• Short exercise 1:
In the biography of John Anderson, which court issued the writ of habeas corpus on 20 Nov. 1860?
• Short exercise 2:
From the biography of John Anderson, return the stretch from "Jack Burton was a" through "Hamilton and Caledonia.", copied verbatim.
**** Document text
ANDERSON, JOHN (originally named Jack Burton), fugitive slave; b. c. 1831; fl. 1862.

Jack Burton was a slave of Moses Burton of Fayette, Mo. Jack’s father escaped from slavery shortly after Jack was born and his mother was sold to a slave trader when he was seven. On 25 Dec. 1850 he married Marie Tomlin, a slave who lived near the Burton property. Marie had two children from a previous marriage, and she and Jack were to have at least one child. In 1853 Jack Burton was sold to a farmer in Glasgow, Mo. Soon after, he illegally visited his wife; discovered and pursued by a local farmer, Seneca T. P. Diggs, Burton slew Diggs and escaped. With the aid of abolitionists, Burton made his way to Canada West and settled at Windsor in the home of the mother of Henry Bibb* in about September 1853. At this time he took the name John Anderson. He later worked as a plasterer and labourer in Hamilton and Caledonia.

In 1854 the United States government requested Anderson’s extradition but the governor general of British North America, Lord Elgin [Bruce], refused to issue the warrant; however, in April 1860 William Mathews, a Brantford magistrate, jailed Anderson on a charge of murder. Samuel B. Freeman, a Hamilton attorney, secured Anderson’s freedom. Formal charges were then made by James A. Gunning, a Detroit detective, and affidavits were received from witnesses in Missouri which led to Anderson’s reimprisonment in October 1860 on a warrant issued by a three-man magistrate’s court in Brantford charging that he did “wilfully, maliciously and feloniously stab and kill” the Missouri farmer. Freeman, supported by Canadian abolitionists, secured a writ of habeas corpus on 20 Nov. 1860 from the Court of Queen’s Bench in Toronto presided over by John Beverley Robinson [see Archibald McLean]. On 15 December the court ruled by two to one that Anderson had committed murder by Missouri law, and that he could be extradited under terms of the Webster-Ashburton Treaty of 1842. Anderson was, however, momentarily protected by a statement by the court that it would offer no opposition to an appeal to the Court of Error and Appeal.
********
**** Extracted records
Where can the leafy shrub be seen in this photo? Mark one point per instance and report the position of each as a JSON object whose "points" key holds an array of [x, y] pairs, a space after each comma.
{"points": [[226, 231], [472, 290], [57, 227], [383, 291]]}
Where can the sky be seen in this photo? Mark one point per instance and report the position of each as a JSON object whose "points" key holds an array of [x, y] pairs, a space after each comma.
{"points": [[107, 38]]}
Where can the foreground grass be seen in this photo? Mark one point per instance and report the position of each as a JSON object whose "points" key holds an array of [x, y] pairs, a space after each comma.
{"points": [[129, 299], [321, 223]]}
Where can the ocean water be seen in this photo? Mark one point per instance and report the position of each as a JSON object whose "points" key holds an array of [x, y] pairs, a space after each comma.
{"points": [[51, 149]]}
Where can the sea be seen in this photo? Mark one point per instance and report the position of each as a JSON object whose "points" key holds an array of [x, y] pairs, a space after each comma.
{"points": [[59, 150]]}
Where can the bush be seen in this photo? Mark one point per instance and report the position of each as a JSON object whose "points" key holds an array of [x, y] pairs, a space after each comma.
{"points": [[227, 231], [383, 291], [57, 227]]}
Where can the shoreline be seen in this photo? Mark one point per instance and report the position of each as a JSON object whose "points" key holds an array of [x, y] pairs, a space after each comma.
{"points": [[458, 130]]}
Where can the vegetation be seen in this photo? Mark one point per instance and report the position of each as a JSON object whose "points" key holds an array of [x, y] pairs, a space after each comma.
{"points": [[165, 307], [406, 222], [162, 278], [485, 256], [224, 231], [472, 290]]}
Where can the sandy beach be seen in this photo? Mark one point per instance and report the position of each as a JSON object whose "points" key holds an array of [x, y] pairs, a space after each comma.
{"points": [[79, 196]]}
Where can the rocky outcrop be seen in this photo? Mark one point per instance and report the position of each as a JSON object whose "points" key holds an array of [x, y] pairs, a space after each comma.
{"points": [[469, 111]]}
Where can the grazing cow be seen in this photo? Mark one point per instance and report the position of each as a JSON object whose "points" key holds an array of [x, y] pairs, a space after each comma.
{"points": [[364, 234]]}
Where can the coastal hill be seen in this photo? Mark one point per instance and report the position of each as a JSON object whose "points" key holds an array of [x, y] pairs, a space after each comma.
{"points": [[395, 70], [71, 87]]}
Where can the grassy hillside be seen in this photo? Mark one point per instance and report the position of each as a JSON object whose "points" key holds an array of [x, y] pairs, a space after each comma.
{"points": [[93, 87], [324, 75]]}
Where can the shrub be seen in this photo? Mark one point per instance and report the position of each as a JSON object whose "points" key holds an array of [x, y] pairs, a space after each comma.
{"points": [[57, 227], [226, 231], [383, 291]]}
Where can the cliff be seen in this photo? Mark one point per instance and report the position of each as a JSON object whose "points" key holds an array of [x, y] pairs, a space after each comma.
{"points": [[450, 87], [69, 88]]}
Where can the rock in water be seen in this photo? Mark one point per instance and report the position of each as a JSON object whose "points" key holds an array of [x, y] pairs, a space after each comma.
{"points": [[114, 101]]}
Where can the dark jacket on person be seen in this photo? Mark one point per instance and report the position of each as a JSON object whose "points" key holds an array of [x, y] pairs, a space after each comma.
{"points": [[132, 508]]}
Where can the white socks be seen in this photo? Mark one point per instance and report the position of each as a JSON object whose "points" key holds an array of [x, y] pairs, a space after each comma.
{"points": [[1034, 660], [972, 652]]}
********
• Written solution 1:
The Court of Queen's Bench in Toronto.

• Written solution 2:
Jack Burton was a slave of Moses Burton of Fayette, Mo. Jack’s father escaped from slavery shortly after Jack was born and his mother was sold to a slave trader when he was seven. On 25 Dec. 1850 he married Marie Tomlin, a slave who lived near the Burton property. Marie had two children from a previous marriage, and she and Jack were to have at least one child. In 1853 Jack Burton was sold to a farmer in Glasgow, Mo. Soon after, he illegally visited his wife; discovered and pursued by a local farmer, Seneca T. P. Diggs, Burton slew Diggs and escaped. With the aid of abolitionists, Burton made his way to Canada West and settled at Windsor in the home of the mother of Henry Bibb* in about September 1853. At this time he took the name John Anderson. He later worked as a plasterer and labourer in Hamilton and Caledonia.